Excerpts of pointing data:
-------
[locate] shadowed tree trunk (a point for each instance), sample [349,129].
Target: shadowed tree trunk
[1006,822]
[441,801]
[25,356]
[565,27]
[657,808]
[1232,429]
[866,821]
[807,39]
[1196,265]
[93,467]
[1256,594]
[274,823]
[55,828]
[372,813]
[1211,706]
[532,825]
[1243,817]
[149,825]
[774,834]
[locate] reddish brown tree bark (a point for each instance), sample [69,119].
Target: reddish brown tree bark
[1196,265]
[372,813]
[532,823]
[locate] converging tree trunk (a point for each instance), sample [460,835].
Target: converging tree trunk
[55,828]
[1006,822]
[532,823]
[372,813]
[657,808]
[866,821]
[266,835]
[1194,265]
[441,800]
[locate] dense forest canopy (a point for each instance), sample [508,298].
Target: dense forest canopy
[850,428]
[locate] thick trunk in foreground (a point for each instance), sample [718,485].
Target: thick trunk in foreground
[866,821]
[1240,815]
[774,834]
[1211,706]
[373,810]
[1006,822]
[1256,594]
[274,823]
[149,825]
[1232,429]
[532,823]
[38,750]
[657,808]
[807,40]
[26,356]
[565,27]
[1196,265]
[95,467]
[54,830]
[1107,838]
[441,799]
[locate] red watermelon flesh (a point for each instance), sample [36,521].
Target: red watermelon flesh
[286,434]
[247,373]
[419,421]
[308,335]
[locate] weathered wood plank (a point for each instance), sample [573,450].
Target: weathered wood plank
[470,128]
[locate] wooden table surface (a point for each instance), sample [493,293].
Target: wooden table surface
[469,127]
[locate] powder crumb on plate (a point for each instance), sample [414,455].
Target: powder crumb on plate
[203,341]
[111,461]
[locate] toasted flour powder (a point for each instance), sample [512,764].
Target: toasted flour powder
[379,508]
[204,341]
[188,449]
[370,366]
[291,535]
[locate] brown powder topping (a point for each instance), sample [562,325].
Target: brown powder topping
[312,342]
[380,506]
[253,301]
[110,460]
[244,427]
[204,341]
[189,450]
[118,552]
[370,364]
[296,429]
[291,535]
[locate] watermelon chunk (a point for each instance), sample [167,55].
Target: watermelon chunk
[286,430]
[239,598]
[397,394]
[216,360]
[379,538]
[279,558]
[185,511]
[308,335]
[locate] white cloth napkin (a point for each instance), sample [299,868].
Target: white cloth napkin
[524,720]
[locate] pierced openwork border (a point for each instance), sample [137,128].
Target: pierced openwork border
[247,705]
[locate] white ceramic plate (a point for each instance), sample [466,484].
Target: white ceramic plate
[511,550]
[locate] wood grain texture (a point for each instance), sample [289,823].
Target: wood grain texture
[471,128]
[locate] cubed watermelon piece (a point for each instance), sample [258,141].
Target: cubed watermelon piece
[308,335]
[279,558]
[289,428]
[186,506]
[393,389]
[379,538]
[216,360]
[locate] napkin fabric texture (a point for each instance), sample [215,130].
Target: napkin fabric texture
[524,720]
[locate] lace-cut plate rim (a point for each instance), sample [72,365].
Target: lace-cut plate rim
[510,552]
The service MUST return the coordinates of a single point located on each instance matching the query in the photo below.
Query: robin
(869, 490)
-------
DIRECTIVE: Return every line of the material exactly.

RESPONSE BELOW:
[locate] shadowed tree trunk (a point for each instance), sample [349,129].
Target: shadowed tree trunk
[1006,822]
[441,801]
[25,356]
[565,27]
[657,808]
[1232,429]
[866,821]
[807,39]
[1196,265]
[93,467]
[1256,594]
[274,823]
[55,828]
[372,813]
[1211,706]
[532,825]
[1243,817]
[149,825]
[774,834]
[locate] reddish brown tree bark (a point for each instance), sample [69,119].
Target: reddish brown tree bark
[1196,265]
[372,813]
[532,823]
[locate] converging tree trunk (a point for each instance), sample [460,835].
Target: converging tree trunk
[55,828]
[1006,822]
[532,823]
[372,813]
[657,808]
[866,821]
[266,835]
[1194,265]
[441,800]
[locate] dense forest canopy (a point for each instance), sample [508,298].
Target: dense forest canopy
[850,428]
[locate] thick trunk in foreground (a point for each instance), sample [718,485].
Target: thick trunk in foreground
[866,821]
[1240,815]
[774,834]
[1211,706]
[373,810]
[1006,822]
[1256,594]
[274,823]
[149,825]
[1232,429]
[532,823]
[38,750]
[657,808]
[807,40]
[26,356]
[565,27]
[1196,265]
[95,467]
[54,830]
[1107,838]
[441,799]
[locate] red watermelon flesh (a point for each instance), sample [36,521].
Target: red watermelon flesh
[286,434]
[247,373]
[419,421]
[308,335]
[locate] weathered wood plank (a point for each instance), sample [573,450].
Target: weathered wood plank
[470,128]
[locate] wooden table surface (a point for each instance), sample [493,293].
Target: wooden table surface
[469,127]
[locate] powder crumb on plate (a point for each instance), sample [414,455].
Target: powder crumb on plate
[203,341]
[111,461]
[locate] toasted flour powder (a point for each instance), sample [512,764].
Target: toasted flour powder
[379,508]
[204,341]
[188,449]
[370,366]
[291,535]
[locate] brown powder topping (a point for each instance), sample [562,325].
Target: brown powder topping
[312,342]
[380,506]
[253,301]
[110,460]
[244,427]
[204,341]
[189,450]
[118,552]
[370,364]
[296,429]
[291,535]
[locate] watermelon chunk (a point for each instance), sample [167,55].
Target: watermelon chunk
[286,430]
[239,598]
[397,394]
[216,360]
[379,538]
[279,558]
[185,511]
[308,335]
[locate] white cloth napkin (a point for each instance), sample [299,868].
Target: white cloth napkin
[524,720]
[locate] pierced openwork border (a point for each instance), sample [137,128].
Target: pierced openwork border
[247,705]
[locate] white ceramic plate (a point for each instance), sample [466,484].
Target: white ceramic plate
[511,550]
[locate] wood grain texture (a point for each instance), sample [289,823].
Target: wood grain texture
[471,128]
[locate] cubed watermelon piece (a point for each instance), sample [258,141].
Target: cubed watermelon piece
[308,335]
[279,558]
[289,428]
[186,506]
[393,389]
[379,538]
[216,360]
[locate] napkin fabric texture (a point for each instance), sample [215,130].
Target: napkin fabric texture
[524,720]
[locate] lace-cut plate rim (a point for each instance), sample [72,365].
Target: lace-cut plate rim
[510,552]
The service MUST return the coordinates of a single point located on each instance matching the query in the photo below.
Query: robin
(869, 490)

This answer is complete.